— start of Source material —

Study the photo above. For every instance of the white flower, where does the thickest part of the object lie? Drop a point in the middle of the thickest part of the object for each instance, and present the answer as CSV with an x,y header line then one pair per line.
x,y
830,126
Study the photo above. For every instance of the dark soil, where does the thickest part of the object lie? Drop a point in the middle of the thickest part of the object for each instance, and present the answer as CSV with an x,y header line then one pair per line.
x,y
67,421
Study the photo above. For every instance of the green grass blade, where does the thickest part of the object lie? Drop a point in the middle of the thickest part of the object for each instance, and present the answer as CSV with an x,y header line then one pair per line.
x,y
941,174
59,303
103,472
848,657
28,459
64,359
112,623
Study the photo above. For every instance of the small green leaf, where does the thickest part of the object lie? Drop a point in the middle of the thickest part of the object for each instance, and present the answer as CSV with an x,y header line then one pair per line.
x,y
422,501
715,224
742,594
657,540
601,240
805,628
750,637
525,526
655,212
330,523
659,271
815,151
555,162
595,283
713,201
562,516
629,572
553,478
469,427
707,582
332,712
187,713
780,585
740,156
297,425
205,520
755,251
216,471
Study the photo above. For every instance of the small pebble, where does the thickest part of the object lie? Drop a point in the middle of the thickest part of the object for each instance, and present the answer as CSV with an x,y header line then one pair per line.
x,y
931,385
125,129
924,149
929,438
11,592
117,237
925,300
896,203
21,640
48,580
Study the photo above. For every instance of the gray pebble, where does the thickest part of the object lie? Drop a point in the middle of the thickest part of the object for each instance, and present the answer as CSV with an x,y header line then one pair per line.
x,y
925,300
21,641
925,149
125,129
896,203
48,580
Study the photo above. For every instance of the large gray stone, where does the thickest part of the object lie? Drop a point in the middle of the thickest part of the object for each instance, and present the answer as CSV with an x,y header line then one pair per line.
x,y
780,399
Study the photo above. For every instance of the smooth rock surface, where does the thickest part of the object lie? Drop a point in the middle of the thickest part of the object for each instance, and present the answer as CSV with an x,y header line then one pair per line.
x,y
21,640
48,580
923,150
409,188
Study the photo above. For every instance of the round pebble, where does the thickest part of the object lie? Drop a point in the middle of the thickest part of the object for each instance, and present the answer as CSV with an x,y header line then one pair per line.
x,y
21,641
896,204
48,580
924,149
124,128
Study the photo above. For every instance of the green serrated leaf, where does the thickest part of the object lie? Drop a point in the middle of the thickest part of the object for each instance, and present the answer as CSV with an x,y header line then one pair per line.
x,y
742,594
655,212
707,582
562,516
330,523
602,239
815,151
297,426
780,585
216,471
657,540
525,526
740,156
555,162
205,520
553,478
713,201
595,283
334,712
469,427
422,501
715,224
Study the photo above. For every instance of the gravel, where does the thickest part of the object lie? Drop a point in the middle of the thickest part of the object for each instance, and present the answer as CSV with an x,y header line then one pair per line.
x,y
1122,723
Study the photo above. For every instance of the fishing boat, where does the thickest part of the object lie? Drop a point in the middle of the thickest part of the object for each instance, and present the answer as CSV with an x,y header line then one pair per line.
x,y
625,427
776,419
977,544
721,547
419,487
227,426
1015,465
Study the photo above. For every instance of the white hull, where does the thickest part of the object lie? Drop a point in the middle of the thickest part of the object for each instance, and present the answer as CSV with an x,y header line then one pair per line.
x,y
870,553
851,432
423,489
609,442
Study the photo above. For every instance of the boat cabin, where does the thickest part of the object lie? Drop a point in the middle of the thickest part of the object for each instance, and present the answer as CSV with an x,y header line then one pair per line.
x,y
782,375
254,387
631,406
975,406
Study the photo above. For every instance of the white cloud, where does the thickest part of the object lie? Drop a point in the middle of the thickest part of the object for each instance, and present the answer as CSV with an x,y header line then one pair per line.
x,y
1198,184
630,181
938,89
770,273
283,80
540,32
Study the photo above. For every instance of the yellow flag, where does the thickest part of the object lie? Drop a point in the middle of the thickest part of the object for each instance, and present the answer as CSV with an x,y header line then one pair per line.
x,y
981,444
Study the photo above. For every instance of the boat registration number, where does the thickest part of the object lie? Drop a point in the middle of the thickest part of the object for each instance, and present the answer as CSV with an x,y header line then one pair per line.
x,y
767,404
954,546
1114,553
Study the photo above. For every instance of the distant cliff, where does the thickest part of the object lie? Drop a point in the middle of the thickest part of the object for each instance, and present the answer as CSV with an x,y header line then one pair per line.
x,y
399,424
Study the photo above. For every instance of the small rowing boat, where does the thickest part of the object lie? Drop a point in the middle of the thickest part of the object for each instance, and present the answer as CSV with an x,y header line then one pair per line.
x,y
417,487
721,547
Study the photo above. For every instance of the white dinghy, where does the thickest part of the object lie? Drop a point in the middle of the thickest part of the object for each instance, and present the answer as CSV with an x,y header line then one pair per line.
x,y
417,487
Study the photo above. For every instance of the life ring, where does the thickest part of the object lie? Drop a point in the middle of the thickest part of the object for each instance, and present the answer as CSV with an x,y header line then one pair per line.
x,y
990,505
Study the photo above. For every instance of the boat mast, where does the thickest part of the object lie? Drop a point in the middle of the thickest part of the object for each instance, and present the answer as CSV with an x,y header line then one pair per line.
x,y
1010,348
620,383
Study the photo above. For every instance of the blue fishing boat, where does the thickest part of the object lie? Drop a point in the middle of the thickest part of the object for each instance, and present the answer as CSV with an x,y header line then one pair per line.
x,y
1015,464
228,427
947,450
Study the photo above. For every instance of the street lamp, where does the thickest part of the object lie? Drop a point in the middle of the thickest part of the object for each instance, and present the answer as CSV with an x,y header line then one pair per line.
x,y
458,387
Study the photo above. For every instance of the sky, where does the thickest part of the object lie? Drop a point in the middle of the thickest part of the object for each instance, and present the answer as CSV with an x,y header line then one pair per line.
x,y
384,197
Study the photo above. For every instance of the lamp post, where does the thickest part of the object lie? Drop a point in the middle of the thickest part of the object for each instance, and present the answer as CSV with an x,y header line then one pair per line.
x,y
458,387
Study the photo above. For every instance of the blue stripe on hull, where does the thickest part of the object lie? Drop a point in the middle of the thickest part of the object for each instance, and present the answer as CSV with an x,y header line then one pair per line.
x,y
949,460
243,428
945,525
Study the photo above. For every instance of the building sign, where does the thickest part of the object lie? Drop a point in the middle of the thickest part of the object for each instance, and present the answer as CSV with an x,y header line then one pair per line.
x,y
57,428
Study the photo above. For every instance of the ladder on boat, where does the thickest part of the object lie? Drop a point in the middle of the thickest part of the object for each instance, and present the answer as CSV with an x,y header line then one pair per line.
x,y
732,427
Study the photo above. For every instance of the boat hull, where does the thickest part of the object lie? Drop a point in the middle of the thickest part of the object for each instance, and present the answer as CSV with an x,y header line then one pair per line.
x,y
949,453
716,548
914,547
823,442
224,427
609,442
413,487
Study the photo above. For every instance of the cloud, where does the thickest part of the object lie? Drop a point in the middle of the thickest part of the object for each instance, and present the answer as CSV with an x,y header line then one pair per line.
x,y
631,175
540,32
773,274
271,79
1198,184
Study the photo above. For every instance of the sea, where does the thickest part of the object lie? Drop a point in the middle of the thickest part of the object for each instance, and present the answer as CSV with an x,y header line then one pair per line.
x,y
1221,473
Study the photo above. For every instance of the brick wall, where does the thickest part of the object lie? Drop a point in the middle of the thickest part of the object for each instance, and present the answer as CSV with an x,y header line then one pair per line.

— end of Source material —

## Challenge
Reproduce, word for word, only the lines from the one that contains "boat hull, where" through the final line.

## Task output
Study the photo above. For every instance of the boat hull, where does the thickest part of the object lie? Drop a point in the middle of the thickest part of the object for each instance, and present the answer as CSV with an x,y header line then one pair per line.
x,y
949,453
716,548
914,547
823,442
224,427
609,442
413,487
Study the photo above. For every instance of the cloud, where does the thickest part of the object lie? Drop a point in the middle of the thickest part of the object for each instance, and present the answer as CSV with an x,y header line then one pair per line.
x,y
631,175
540,32
773,274
271,79
1198,184
Study the photo above. For every instance of the sea, where does the thickest part of the object lie? Drop a point in the middle of the thickest part of the object for each instance, and present the answer as CSV with an x,y header line then one pair per line.
x,y
1221,473
Study the photo above. For every instance of the brick wall, where does the thickest part of the object lie? Drop a point in the middle of the thickest part of the object for each instance, and present the answer as CSV with an x,y header line then one pair per line.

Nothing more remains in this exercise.